- Passage:
== == ==

Charles Meredith (August 27, 1894 – November 28, 1964) was an American film and television actor.

Biography 

Meredith was born in Knoxville, Pennsylvania. He was a popular silent film leading man and played opposite such actresses as Blanche Sweet, Mary Miles Minter, Florence Vidor, and others in romantic drama and comedy films. In 1924, he left his film career for work on the stage. He returned to film in 1947 where he played a number of small character roles. Toward the end of his career, he turned to television as well, notably as Secretary Drake in the Rocky Jones, Space Ranger (1954) series. He also appeared in three episodes of The Lone Ranger, each time as a doctor, including the "Cannonball McKay" (1949) episode (1/16) as Doc Tate.

He died, aged 70 in 1964, in Los Angeles, California.

Partial filmography

 The Other Half (1919) - Donald Trent
 Poor Relations (1919) - Monty Rhodes
 Luck in Pawn (1919) - Richard Standish Norton
 The Thirteenth Commandment (1920) - Clay Wimborn
 Judy of Rogue's Harbor (1920) - Lt. Teddy Kingsland
 The Family Honor (1920) - Merle Curran
 That Something (1920) - Edwin Drake
 Simple Souls (1920) - Duke of Wynninghame
 The Ladder of Lies (1920) - John Blaine
 The Perfect Woman (1920) - James Stanhope
 A Romantic Adventuress (1920) - Capt. Maxwell
 The Little 'Fraid Lady (1920) - Saxton Graves
 The Foolish Matrons (1921) - Lafayette Wayne
 Beyond (1921) - Geoffrey Southerne
 Hail the Woman (1921) - Richard Stuart
 The Cave Girl (1921) - Diivvy Bates
 The Cradle (1922) - Dr. Robeert Harveey
 Woman, Wake Up (1922) - Henry Mortimer
 In Hollywood with Potash and Perlmutter (1924)  - Sam Pemberton
 Daisy Kenyon (1947) - Judge (uncredited)
 The Miracle of the Bells (1948) - Father Spinsky
 All My Sons (1948) - Ellsworth (uncredited)
 Homecoming (1948) - Major on Return Transport Ship (uncredited)
 Dream Girl (1948) - Charles
 A Foreign Affair (1948) - Congressman Yandell
 They Live by Night (1948) - Comm. Hubbell
 For the Love of Mary (1948) - Justice Hastings
 The Boy with Green Hair (1948) - Mr. Piper
 He Walked by Night (1948) - Hollywood Police Official (uncredited)
 The Lucky Stiff (1949) - Jim Childers aka Big Jim
 Tulsa (1949) - Ned - Governor of Oklahoma (uncredited)

== == ==

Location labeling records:
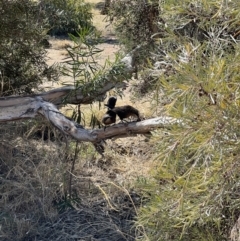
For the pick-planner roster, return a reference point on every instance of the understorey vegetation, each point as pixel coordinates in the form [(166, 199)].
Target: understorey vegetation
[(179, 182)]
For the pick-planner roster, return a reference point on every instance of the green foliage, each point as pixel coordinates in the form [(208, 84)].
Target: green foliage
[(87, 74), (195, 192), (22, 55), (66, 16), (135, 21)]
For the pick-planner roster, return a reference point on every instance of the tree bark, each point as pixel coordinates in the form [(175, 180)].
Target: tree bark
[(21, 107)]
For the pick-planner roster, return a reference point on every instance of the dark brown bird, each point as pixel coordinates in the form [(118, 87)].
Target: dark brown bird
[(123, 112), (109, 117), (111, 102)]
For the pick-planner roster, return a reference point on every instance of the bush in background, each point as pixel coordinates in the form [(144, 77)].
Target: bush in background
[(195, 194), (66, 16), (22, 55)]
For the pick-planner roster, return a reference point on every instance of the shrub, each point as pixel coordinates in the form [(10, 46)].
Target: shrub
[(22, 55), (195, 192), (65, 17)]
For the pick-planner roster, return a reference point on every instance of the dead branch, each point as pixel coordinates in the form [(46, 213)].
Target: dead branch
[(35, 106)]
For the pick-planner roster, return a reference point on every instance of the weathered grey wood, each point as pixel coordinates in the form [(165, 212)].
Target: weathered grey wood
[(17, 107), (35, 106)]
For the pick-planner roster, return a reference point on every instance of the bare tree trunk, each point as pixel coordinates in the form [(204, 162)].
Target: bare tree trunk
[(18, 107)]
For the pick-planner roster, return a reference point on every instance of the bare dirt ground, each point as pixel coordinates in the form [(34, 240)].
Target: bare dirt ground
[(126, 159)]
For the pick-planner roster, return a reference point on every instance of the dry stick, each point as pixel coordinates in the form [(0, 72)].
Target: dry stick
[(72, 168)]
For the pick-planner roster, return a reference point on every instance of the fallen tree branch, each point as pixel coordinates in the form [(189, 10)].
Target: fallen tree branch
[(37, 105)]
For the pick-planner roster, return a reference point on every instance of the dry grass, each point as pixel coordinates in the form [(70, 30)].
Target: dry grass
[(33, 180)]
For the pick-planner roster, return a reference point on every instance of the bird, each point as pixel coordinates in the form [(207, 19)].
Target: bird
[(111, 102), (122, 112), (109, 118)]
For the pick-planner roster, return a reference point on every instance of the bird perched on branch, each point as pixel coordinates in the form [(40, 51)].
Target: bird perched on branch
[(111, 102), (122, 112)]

== == ==

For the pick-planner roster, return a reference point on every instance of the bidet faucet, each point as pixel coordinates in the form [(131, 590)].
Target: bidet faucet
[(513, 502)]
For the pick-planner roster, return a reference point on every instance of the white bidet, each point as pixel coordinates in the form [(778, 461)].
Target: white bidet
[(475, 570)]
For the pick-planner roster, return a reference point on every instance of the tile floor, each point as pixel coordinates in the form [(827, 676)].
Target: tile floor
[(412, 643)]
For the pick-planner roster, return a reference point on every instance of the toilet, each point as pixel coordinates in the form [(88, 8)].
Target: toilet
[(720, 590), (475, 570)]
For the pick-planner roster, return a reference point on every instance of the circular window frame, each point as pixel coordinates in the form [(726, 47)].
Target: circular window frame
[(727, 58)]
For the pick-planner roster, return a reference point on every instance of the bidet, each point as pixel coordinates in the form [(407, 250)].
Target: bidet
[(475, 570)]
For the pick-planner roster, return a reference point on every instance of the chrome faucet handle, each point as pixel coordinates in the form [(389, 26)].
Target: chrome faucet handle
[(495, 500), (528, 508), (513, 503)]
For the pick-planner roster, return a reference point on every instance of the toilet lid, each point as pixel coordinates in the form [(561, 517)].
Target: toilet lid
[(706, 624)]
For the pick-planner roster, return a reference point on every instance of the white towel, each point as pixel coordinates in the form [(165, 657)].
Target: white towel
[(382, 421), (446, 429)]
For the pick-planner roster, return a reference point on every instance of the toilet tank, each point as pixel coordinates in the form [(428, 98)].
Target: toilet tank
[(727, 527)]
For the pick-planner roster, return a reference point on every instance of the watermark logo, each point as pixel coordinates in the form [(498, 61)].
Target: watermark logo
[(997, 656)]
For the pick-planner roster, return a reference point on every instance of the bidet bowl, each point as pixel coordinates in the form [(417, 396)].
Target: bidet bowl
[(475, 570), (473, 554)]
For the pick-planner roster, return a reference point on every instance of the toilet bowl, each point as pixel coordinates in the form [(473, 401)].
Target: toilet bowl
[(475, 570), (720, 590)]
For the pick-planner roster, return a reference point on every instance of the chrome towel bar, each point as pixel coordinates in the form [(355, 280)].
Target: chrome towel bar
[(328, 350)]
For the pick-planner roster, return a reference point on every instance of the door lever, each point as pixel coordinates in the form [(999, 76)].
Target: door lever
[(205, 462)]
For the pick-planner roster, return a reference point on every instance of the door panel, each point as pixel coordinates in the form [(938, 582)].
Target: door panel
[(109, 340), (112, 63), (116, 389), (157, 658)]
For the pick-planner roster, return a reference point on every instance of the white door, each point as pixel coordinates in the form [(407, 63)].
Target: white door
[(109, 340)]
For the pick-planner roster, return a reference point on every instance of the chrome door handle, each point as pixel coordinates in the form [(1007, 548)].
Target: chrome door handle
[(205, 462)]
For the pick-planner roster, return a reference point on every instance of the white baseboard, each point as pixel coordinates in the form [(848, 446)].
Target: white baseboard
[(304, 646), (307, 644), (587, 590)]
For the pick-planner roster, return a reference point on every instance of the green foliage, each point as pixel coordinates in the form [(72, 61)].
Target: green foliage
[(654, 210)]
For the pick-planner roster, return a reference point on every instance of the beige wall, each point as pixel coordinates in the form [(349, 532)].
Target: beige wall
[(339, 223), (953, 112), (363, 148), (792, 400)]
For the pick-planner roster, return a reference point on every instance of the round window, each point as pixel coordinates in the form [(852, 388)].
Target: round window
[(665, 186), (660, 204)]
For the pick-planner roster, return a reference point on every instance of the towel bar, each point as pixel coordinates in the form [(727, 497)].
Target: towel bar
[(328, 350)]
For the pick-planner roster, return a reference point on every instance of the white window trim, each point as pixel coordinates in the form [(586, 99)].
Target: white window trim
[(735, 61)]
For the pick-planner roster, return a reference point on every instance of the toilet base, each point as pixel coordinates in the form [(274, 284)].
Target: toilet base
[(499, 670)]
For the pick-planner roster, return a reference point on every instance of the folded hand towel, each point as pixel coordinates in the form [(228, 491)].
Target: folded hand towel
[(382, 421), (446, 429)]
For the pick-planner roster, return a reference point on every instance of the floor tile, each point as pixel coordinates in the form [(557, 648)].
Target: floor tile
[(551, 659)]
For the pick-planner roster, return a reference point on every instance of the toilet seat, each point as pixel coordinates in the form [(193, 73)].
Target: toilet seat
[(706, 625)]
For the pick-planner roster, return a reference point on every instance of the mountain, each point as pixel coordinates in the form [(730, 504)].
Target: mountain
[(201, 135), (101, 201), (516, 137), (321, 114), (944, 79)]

== == ==

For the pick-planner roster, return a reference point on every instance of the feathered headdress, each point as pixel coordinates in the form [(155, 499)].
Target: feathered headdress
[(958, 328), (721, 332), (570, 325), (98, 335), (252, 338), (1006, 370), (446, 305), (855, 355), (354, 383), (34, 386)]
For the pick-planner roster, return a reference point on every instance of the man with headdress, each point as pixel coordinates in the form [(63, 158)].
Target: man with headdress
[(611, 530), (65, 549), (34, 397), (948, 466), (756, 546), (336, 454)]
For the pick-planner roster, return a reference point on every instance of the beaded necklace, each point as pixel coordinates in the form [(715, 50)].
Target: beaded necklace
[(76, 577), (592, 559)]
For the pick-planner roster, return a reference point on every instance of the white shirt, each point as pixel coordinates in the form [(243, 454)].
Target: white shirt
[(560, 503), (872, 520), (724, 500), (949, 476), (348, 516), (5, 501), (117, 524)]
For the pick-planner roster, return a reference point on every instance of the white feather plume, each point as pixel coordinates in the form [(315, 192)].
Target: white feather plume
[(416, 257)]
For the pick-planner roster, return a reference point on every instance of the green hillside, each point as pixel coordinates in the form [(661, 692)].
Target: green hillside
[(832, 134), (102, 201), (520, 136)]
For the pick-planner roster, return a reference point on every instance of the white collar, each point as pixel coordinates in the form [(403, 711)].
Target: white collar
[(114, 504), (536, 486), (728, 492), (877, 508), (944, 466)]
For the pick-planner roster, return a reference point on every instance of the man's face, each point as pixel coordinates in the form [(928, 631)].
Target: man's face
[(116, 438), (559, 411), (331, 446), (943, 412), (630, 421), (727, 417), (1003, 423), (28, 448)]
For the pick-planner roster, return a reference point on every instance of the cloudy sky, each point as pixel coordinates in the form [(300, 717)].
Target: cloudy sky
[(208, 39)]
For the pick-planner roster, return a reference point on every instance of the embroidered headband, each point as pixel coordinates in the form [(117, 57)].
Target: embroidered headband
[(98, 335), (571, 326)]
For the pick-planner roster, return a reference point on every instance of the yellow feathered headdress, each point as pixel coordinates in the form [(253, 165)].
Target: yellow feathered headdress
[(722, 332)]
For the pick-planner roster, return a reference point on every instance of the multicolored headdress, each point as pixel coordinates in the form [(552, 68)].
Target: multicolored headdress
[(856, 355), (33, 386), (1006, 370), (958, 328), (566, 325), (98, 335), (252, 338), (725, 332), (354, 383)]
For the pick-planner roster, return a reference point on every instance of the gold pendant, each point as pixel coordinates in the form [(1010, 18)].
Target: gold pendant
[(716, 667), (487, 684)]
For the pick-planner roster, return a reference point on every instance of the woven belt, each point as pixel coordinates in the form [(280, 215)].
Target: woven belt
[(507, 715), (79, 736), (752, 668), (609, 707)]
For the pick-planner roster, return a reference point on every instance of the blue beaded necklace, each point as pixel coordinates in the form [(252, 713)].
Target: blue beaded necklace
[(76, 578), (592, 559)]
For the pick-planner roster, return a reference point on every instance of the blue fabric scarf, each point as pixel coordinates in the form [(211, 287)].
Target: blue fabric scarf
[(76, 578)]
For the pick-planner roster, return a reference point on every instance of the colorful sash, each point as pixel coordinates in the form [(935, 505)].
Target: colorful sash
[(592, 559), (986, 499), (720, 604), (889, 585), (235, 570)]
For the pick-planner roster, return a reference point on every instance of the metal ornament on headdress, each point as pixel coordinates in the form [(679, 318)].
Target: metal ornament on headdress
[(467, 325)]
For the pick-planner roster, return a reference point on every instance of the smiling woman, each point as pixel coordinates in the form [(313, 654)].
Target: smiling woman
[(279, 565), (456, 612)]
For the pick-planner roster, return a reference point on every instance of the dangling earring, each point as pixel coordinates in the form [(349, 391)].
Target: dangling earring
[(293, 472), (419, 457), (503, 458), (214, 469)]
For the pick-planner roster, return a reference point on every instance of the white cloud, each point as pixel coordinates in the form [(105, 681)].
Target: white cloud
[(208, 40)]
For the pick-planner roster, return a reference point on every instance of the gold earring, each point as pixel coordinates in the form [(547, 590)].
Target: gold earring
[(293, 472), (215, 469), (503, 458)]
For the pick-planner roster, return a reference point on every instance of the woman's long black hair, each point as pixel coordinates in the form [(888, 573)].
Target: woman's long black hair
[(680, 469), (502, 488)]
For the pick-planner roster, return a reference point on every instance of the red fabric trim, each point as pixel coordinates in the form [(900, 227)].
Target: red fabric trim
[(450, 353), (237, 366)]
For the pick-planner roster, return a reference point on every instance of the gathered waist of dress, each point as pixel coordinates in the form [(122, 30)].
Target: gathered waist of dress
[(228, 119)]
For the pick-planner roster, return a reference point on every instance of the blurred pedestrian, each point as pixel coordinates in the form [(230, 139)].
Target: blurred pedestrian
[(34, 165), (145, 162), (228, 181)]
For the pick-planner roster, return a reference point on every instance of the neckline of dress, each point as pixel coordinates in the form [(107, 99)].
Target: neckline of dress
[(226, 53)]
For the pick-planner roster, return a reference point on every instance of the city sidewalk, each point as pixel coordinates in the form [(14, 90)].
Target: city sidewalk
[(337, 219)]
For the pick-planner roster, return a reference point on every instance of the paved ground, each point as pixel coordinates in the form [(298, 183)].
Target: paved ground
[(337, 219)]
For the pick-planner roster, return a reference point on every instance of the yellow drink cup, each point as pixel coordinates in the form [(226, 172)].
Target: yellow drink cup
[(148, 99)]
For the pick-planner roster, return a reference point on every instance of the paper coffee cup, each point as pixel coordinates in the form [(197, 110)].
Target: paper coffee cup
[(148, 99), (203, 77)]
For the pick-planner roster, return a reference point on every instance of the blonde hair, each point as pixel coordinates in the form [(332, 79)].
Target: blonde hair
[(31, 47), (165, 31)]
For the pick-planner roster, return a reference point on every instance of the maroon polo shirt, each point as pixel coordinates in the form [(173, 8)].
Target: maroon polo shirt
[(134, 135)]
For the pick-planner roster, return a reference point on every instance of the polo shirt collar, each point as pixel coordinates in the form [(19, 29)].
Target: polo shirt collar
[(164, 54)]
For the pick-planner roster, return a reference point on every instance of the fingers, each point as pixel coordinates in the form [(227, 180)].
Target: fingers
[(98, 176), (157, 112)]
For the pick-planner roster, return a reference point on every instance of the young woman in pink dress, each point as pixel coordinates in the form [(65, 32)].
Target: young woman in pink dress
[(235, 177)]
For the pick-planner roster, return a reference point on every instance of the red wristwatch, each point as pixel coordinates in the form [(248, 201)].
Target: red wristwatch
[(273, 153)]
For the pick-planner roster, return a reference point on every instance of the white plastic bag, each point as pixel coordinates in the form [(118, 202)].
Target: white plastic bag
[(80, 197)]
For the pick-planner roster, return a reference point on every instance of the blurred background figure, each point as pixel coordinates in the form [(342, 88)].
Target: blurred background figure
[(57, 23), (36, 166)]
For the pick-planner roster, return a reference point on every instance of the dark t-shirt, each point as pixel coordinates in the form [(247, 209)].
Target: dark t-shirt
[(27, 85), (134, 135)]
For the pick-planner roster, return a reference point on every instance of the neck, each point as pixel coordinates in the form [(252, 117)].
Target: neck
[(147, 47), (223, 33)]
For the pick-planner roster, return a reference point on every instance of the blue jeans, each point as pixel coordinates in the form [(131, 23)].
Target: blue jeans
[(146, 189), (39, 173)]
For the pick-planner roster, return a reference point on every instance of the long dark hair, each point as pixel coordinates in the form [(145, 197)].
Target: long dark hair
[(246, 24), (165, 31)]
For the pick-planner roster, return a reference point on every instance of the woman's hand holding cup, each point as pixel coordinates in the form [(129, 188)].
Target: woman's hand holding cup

== == ==

- The tasks:
• 1. Retype the Charles Meredith biography, everything from "Dream Girl (1948)" down to "of Oklahoma (uncredited)".
• 2. According to the Charles Meredith biography, in which television series did Meredith play Secretary Drake?
• 3. Write what comes next in the Charles Meredith biography, picking up after its last line.
None of the items are needed for this work.

- Responses:
• 1.
Dream Girl (1948) - Charles
 A Foreign Affair (1948) - Congressman Yandell
 They Live by Night (1948) - Comm. Hubbell
 For the Love of Mary (1948) - Justice Hastings
 The Boy with Green Hair (1948) - Mr. Piper
 He Walked by Night (1948) - Hollywood Police Official (uncredited)
 The Lucky Stiff (1949) - Jim Childers aka Big Jim
 Tulsa (1949) - Ned - Governor of Oklahoma (uncredited)

• 2. Rocky Jones, Space Ranger (1954)

• 3.
 Streets of San Francisco (1949) - James T. Eckert - Chief of Police
 Tokyo Joe (1949) - General Ireton
 Always Leave Them Laughing (1949) - Dr. Finley (uncredited)
 The Lady Takes a Sailor (1949) - Dr. Rufus McKewen (uncredited)
 Samson and Delilah (1949) - High Priest of Dagon (uncredited)
 Malaya (1949) - Big Man (uncredited)
 Francis (1950) - Banker Munroe
 Perfect Strangers (1950) - Lyle Pettijohn
 Caged (1950) - Parole Board Chairman (uncredited)
 Bright Leaf (1950) - Pendleton (uncredited)
 Kiss Tomorrow Goodbye (1950) - Fred Golightly, Attorney (uncredited)
 The Sun Sets at Dawn (1950) - Reporter, AP
 Counterspy Meets Scotland Yard (1950) - Miller
 Al Jennings of Oklahoma (1951) - Judge Evans
 The Great Missouri Raid (1951) - Member Bankers Association (uncredited)
 Santa Fe (1951) - Official in Santa Fe (uncredited)
 Along the Great Divide (1951) - Judge Marlowe
 Dear Brat (1951) - Speaker (uncredited)
 Strangers on a Train (1951) - Judge Donahue (uncredited)
 Fort Worth (1951) - Sam, Railroad Backer (uncredited)
 Close to My Heart (1951) - Dr. George E. Williamson (uncredited)
 The Sea Hornet (1951) - Mr. Goodrich (uncredited)
 Submarine Command (1951) - Adm. Tobias
 Room for One More (1952) - Mr. Thatcher (uncredited)
 The Big Trees (1952) - Elder Bixby
 Loan Shark (1952) - F.L. Rennick (uncredited)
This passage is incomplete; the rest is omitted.